-- begin --

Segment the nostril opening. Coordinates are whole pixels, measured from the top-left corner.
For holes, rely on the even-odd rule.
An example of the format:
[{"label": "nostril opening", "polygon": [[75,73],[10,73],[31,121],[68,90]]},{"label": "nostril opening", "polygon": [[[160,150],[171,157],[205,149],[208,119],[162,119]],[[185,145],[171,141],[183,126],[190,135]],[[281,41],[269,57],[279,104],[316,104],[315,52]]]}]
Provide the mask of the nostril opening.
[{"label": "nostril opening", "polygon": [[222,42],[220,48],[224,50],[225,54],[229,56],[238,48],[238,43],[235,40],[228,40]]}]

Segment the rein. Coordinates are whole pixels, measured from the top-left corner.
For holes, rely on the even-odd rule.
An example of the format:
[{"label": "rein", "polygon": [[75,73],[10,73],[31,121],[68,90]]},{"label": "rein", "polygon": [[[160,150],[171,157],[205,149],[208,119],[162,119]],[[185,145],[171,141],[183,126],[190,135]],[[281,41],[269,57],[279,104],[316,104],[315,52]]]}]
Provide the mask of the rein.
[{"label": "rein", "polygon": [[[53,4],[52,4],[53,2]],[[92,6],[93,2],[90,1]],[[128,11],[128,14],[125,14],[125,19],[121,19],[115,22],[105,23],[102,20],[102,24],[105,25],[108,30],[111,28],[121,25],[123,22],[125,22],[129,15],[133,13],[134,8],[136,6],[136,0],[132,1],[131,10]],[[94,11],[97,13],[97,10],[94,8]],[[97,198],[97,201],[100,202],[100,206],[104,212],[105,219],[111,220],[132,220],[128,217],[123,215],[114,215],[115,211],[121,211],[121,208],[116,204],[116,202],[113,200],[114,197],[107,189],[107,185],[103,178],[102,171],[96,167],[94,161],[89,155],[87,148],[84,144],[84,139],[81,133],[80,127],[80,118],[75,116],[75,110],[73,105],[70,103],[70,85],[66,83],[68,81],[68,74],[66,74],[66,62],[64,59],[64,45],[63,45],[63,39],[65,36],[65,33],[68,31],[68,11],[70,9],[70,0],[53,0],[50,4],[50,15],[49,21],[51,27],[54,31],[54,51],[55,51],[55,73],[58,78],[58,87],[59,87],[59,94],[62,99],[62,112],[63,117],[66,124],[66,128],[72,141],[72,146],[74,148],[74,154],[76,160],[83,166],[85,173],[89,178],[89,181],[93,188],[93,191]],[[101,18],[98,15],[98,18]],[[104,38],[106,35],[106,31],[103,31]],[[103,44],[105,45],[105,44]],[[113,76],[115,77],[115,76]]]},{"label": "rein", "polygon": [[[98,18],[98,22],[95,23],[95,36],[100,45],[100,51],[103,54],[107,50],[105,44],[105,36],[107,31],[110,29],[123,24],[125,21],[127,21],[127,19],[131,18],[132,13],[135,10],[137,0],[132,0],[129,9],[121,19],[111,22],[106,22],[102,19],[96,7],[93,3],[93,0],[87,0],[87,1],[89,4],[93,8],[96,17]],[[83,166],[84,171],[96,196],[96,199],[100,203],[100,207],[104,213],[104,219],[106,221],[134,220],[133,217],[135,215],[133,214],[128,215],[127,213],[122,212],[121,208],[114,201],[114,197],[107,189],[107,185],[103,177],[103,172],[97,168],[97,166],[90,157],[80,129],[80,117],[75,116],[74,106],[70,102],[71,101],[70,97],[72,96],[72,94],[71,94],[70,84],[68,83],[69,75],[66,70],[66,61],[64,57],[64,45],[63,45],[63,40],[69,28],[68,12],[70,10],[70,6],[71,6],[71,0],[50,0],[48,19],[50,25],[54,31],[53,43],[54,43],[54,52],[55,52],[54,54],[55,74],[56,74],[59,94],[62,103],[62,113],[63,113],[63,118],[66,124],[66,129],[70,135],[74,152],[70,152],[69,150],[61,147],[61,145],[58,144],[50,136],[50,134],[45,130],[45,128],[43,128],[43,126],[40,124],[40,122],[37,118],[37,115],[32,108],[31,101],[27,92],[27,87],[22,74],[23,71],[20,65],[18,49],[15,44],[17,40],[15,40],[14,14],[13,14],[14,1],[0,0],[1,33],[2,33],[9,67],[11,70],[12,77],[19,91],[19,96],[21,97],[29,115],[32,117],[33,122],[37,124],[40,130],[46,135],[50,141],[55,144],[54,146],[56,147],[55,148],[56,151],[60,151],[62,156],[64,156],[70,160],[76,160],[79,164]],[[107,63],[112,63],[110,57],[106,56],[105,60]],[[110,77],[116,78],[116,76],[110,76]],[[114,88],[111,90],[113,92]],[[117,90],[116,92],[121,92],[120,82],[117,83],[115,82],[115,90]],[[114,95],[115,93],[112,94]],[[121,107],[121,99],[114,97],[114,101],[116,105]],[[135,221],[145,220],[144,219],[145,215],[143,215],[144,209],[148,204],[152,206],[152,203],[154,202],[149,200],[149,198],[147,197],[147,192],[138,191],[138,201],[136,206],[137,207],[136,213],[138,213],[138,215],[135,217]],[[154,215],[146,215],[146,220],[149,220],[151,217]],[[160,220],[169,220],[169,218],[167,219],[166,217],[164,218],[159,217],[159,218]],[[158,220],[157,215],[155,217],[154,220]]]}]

-- end --

Rewrite these lines with "top-left corner" changed to "upper-left corner" in all the records, keeping everything else the same.

Segment the nostril opening. Coordinates are whole pixels, measured from the upper-left corner.
For holes, rely on the even-odd rule.
An example of the format:
[{"label": "nostril opening", "polygon": [[75,73],[10,73],[31,121],[68,90]]},{"label": "nostril opening", "polygon": [[[160,150],[171,157],[205,149],[208,119],[162,119]],[[185,145],[171,141],[183,126],[190,135]],[[281,41],[269,57],[279,104],[316,104],[315,52]]]}]
Provide the mask of the nostril opening.
[{"label": "nostril opening", "polygon": [[222,42],[220,48],[224,50],[225,54],[229,56],[238,48],[238,43],[235,40],[228,40]]}]

Segment the rein. Coordinates are whole pixels, measured from the upper-left corner.
For holes, rely on the even-odd rule.
An example of the format:
[{"label": "rein", "polygon": [[75,73],[10,73],[31,121],[68,90]]},{"label": "rein", "polygon": [[[160,150],[171,157],[205,149],[208,119],[162,119]],[[185,145],[171,141],[183,126],[190,135]],[[281,41],[269,57],[279,104],[316,104],[315,52]]]}]
Provide the mask of the rein.
[{"label": "rein", "polygon": [[[53,4],[52,4],[53,2]],[[92,6],[93,2],[90,1]],[[128,11],[128,14],[125,14],[125,19],[121,19],[115,22],[105,23],[102,20],[102,24],[105,25],[108,30],[111,28],[121,25],[123,22],[125,22],[129,15],[133,13],[134,8],[136,6],[136,0],[132,1],[131,10]],[[94,11],[97,13],[97,10],[94,8]],[[97,198],[97,201],[100,202],[100,206],[104,212],[105,219],[111,220],[132,220],[128,217],[123,215],[114,215],[115,211],[121,211],[121,208],[116,204],[116,202],[113,200],[114,197],[107,189],[107,185],[103,178],[102,171],[96,167],[94,161],[89,155],[87,148],[84,144],[84,139],[81,133],[80,127],[80,118],[75,116],[75,110],[73,105],[70,103],[70,85],[66,83],[68,81],[68,74],[66,74],[66,62],[64,59],[64,45],[63,45],[63,39],[65,36],[65,33],[68,31],[68,11],[70,9],[70,0],[53,0],[50,4],[50,15],[49,21],[51,27],[54,31],[54,51],[55,51],[55,73],[58,78],[58,87],[59,87],[59,94],[62,99],[62,112],[63,117],[66,124],[66,128],[72,141],[72,146],[74,148],[74,154],[76,160],[83,166],[85,173],[89,178],[89,181],[93,188],[93,191]],[[101,18],[98,15],[98,18]],[[104,38],[106,35],[106,31],[103,31]],[[103,44],[105,45],[105,44]],[[113,76],[115,77],[115,76]]]},{"label": "rein", "polygon": [[[98,18],[98,22],[95,23],[95,36],[100,45],[100,51],[103,54],[107,50],[105,44],[105,36],[107,31],[110,29],[123,24],[125,21],[127,21],[127,19],[131,18],[132,13],[135,10],[137,0],[132,0],[129,9],[121,19],[111,22],[106,22],[102,19],[96,7],[93,3],[93,0],[87,0],[87,1],[89,4],[93,8],[96,17]],[[83,166],[84,171],[96,196],[96,199],[100,203],[100,207],[104,213],[104,219],[106,221],[134,220],[133,217],[135,215],[133,214],[128,215],[127,213],[122,212],[121,208],[114,201],[114,197],[107,189],[107,185],[103,177],[103,172],[97,168],[97,166],[90,157],[80,129],[80,117],[75,116],[74,106],[70,102],[71,101],[70,97],[72,96],[72,94],[71,94],[70,84],[68,83],[69,75],[66,70],[66,61],[64,57],[64,45],[63,45],[63,40],[69,28],[68,12],[70,10],[70,6],[71,6],[71,0],[50,0],[48,19],[50,25],[54,31],[53,43],[54,43],[54,52],[55,52],[54,54],[55,74],[56,74],[59,94],[62,103],[62,113],[63,113],[63,118],[66,124],[66,129],[70,135],[74,152],[70,152],[69,150],[61,147],[61,145],[58,144],[50,136],[50,134],[45,130],[45,128],[43,128],[43,126],[40,124],[40,122],[37,118],[37,115],[32,108],[31,101],[27,92],[27,87],[22,74],[23,71],[20,65],[18,49],[15,44],[17,40],[15,40],[14,14],[13,14],[14,1],[0,0],[1,33],[2,33],[9,67],[11,70],[12,77],[19,91],[19,96],[21,97],[29,115],[32,117],[33,122],[37,124],[40,130],[46,135],[50,141],[55,144],[54,146],[56,147],[55,148],[56,151],[60,151],[62,156],[64,156],[70,160],[76,160],[79,164]],[[107,63],[112,63],[110,57],[106,56],[105,60]],[[110,77],[116,78],[116,76],[110,76]],[[114,88],[111,90],[113,92]],[[117,90],[116,92],[121,92],[120,82],[117,83],[115,82],[115,90]],[[114,95],[115,93],[112,94]],[[121,107],[121,99],[114,97],[114,101],[116,105]],[[135,221],[145,220],[144,219],[145,215],[143,215],[144,209],[148,204],[152,206],[152,203],[154,202],[149,200],[149,198],[147,197],[147,192],[138,191],[138,201],[136,206],[137,207],[136,213],[138,213],[138,215],[135,217]],[[154,215],[146,215],[146,220],[149,220],[151,217]],[[160,220],[169,220],[169,218],[167,219],[166,217],[164,218],[159,217],[159,218]],[[158,220],[157,215],[155,217],[154,220]]]}]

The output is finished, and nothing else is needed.